== Your objective ==
Range to reproduce from the entries below: the line with "Query: white jacket", the line with "x=433 y=280", and every line in between. Give them exactly and give nothing else.

### Source data

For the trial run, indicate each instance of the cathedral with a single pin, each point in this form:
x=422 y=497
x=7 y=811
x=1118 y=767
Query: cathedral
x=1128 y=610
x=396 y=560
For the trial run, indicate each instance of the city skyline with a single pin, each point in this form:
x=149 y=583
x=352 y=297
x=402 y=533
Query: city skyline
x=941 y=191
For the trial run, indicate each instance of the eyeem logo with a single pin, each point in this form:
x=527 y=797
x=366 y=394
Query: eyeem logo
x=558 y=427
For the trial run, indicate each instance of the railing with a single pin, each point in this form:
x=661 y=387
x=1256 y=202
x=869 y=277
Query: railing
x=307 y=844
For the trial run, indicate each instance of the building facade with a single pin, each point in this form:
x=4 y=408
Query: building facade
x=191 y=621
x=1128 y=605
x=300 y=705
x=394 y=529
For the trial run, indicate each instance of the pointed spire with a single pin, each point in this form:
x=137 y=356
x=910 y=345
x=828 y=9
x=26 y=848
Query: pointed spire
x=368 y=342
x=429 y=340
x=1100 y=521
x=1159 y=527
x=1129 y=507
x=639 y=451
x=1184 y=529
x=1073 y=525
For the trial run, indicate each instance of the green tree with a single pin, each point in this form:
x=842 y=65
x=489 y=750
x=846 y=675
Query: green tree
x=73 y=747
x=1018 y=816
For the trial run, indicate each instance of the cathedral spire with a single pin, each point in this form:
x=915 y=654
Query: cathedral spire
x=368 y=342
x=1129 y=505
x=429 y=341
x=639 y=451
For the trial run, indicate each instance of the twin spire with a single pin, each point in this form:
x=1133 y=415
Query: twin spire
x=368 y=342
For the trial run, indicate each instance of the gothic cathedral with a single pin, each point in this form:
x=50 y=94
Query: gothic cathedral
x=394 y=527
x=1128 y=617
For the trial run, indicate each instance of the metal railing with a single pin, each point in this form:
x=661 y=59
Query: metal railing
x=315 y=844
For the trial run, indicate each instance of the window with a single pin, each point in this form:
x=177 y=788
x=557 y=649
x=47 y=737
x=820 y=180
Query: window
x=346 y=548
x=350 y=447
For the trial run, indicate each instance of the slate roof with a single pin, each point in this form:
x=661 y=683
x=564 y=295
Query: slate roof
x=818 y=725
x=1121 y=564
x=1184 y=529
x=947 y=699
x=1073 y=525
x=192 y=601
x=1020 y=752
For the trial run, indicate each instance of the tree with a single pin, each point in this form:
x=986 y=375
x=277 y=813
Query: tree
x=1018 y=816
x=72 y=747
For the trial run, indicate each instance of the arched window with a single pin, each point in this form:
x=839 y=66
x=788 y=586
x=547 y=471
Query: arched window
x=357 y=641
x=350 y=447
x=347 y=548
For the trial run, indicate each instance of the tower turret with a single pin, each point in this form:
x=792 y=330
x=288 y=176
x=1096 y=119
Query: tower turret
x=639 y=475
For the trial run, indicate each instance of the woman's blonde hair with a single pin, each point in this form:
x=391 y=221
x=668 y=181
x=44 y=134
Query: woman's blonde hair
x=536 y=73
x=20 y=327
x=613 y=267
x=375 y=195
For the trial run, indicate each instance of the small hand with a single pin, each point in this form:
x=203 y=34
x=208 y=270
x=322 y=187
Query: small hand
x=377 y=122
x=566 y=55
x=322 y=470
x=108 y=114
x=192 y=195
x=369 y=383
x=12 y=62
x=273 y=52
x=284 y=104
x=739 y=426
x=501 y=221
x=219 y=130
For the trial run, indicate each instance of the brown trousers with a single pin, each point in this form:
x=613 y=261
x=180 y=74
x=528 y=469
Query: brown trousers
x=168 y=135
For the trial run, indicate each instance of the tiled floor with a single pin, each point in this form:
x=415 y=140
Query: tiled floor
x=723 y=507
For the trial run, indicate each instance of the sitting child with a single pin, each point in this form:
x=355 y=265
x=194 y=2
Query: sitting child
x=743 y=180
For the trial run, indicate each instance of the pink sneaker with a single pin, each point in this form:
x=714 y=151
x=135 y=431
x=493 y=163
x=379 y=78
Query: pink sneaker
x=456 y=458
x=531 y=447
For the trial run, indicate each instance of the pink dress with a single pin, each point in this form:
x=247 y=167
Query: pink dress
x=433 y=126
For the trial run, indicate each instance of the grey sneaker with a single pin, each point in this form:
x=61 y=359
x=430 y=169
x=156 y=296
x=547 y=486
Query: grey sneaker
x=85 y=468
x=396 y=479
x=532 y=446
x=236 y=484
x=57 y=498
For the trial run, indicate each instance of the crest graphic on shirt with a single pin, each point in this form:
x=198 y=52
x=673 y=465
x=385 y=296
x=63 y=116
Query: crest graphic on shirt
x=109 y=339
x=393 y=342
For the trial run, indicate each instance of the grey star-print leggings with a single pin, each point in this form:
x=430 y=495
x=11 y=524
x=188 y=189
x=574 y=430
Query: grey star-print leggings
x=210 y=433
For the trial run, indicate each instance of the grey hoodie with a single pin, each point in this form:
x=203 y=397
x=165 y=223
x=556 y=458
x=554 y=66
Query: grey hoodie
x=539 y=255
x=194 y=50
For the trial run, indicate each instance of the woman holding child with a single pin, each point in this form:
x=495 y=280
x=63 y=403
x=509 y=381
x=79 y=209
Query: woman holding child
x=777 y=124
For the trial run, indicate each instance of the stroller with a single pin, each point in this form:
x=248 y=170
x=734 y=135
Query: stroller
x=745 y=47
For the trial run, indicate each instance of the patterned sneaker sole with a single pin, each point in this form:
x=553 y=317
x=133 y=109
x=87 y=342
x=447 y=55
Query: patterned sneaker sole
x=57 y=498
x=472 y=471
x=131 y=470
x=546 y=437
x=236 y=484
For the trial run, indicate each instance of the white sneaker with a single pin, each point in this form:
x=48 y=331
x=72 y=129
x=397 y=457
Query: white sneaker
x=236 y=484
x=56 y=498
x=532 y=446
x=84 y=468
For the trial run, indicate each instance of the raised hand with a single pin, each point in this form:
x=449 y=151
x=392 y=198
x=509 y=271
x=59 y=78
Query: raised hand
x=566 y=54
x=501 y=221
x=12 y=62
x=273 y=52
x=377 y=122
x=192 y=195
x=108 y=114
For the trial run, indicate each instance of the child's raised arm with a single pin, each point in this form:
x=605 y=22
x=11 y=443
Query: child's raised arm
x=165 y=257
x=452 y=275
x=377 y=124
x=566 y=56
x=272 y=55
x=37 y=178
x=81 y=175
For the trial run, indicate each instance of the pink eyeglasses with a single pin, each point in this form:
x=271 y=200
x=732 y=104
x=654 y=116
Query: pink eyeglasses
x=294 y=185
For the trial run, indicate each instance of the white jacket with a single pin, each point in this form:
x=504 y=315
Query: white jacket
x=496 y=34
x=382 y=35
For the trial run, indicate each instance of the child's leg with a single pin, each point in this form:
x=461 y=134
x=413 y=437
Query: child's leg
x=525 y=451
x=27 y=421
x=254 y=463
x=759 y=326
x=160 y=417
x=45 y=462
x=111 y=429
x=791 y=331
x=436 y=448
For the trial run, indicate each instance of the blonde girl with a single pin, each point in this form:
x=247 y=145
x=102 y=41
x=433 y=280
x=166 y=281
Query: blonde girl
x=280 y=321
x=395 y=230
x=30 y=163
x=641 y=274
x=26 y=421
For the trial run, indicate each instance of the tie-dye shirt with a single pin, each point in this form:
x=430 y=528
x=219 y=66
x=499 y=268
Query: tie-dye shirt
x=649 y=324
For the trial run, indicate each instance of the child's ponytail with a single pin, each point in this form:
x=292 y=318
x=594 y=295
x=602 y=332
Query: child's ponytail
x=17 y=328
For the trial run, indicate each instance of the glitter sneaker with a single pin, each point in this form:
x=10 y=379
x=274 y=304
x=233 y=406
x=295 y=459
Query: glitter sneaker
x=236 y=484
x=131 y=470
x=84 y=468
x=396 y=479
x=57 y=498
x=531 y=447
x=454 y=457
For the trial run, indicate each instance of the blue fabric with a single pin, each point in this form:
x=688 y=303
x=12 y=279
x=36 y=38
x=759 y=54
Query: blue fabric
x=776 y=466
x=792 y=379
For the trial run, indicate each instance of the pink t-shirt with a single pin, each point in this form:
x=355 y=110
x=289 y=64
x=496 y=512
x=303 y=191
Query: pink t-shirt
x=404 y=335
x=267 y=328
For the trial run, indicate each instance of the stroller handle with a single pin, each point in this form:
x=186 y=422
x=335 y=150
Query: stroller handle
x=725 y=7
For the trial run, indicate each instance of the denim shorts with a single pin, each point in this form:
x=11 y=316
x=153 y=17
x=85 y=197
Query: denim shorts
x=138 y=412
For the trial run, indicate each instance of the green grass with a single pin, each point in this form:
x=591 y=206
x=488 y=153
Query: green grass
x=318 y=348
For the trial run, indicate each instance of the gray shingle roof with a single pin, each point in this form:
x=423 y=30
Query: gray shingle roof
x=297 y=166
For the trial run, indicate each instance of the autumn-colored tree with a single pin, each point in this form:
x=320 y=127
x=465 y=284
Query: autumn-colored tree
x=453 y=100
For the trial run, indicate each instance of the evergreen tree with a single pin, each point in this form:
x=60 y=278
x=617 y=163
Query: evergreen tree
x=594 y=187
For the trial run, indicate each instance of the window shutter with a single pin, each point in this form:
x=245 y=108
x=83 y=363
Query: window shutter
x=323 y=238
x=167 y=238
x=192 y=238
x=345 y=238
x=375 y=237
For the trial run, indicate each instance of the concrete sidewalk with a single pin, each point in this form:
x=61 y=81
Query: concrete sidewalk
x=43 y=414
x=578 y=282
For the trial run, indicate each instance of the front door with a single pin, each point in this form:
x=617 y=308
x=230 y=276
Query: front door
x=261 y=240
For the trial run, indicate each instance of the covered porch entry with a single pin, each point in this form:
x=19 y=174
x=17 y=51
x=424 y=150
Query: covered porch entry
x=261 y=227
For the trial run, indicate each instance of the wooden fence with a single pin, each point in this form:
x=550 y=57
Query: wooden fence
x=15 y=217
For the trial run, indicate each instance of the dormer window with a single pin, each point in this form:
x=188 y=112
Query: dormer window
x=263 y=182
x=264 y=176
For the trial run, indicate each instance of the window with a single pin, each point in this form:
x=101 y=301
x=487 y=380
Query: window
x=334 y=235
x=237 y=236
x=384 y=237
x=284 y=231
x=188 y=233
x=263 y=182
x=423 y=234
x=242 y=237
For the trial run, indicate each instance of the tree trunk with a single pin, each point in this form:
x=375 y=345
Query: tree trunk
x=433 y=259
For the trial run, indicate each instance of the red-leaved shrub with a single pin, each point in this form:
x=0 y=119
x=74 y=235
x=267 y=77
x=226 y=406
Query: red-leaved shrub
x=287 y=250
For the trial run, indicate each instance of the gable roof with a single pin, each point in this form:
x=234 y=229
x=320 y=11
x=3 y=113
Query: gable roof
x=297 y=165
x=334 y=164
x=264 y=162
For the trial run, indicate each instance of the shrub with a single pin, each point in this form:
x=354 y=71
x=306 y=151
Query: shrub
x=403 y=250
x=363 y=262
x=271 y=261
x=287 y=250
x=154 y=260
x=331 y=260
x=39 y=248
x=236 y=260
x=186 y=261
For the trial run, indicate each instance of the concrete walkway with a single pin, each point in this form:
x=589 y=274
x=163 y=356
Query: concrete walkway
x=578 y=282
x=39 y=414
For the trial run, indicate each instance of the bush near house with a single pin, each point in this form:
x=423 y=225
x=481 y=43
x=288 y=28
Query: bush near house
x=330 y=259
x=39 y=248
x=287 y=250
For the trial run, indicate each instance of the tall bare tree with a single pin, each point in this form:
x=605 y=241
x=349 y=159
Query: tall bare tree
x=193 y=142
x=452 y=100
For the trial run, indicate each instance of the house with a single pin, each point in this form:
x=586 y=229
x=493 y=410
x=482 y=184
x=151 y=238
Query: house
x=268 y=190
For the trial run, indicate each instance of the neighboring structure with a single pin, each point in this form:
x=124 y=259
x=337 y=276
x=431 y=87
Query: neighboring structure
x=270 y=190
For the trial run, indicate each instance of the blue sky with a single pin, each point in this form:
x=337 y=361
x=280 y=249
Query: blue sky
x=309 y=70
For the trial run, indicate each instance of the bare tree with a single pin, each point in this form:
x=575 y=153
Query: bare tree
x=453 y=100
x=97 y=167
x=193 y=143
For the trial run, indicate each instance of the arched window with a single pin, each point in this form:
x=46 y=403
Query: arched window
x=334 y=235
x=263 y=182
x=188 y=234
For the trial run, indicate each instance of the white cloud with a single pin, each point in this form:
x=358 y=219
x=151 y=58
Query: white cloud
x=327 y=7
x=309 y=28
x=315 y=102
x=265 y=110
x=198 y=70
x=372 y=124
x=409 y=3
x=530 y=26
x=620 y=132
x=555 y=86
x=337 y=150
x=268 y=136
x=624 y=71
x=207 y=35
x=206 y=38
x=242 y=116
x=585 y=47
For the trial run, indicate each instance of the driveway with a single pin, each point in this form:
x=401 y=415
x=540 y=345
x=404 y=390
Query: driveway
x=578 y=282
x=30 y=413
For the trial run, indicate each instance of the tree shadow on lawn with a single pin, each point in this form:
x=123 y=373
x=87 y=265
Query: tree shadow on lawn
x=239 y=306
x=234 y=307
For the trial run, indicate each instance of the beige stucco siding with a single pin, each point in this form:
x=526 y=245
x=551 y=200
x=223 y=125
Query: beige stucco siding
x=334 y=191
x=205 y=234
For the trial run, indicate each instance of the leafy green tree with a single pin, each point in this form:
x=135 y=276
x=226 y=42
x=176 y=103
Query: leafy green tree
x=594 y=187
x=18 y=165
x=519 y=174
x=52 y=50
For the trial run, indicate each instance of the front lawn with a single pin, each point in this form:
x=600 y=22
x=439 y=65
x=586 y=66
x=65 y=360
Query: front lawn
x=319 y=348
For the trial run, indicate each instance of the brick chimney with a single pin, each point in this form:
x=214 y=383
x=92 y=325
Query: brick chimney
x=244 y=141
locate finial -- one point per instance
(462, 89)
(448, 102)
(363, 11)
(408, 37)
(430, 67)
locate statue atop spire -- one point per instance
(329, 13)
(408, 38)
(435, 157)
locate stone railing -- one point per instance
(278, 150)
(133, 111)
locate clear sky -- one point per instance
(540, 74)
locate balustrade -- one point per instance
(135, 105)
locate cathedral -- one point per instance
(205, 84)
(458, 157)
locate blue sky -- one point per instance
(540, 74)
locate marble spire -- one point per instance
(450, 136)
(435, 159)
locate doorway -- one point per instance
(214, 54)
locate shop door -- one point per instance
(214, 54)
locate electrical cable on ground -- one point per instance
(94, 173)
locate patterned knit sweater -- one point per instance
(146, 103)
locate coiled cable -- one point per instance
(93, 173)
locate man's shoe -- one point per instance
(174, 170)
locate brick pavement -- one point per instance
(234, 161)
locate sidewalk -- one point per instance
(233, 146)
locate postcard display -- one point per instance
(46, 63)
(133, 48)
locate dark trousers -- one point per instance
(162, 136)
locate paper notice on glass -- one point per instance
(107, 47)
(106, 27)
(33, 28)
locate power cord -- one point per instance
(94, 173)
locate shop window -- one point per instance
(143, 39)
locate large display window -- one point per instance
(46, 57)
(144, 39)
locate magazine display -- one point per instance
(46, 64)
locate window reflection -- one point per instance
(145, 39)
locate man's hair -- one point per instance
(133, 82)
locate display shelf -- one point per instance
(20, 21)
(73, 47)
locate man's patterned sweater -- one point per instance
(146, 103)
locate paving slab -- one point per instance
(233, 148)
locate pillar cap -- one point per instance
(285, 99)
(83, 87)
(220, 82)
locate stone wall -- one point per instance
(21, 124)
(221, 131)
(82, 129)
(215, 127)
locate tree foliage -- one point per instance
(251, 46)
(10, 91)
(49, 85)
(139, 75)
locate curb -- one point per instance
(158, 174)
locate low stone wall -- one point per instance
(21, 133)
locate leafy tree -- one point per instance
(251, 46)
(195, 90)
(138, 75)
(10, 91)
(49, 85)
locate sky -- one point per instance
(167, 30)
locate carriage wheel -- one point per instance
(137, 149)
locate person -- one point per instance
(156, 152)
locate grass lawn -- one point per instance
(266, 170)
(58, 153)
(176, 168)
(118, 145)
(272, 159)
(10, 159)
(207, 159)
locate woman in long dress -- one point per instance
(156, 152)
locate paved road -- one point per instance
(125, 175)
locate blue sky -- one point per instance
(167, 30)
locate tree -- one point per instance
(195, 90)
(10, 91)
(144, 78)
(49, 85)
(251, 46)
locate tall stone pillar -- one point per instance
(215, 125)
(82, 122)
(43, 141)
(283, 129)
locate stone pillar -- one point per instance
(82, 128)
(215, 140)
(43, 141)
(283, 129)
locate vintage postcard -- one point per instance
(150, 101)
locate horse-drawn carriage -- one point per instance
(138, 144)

######

== Task solution ==
Query: white jacket
x=496 y=34
x=382 y=35
For the trial run, indicate each instance of the child's leg with a single pin, each point in this form:
x=461 y=134
x=413 y=437
Query: child's leg
x=525 y=451
x=27 y=421
x=254 y=463
x=759 y=326
x=160 y=417
x=45 y=462
x=111 y=429
x=791 y=331
x=436 y=448
For the trial run, indicate each instance of the blonde girl with a single pin, each point in this form:
x=247 y=145
x=102 y=41
x=433 y=280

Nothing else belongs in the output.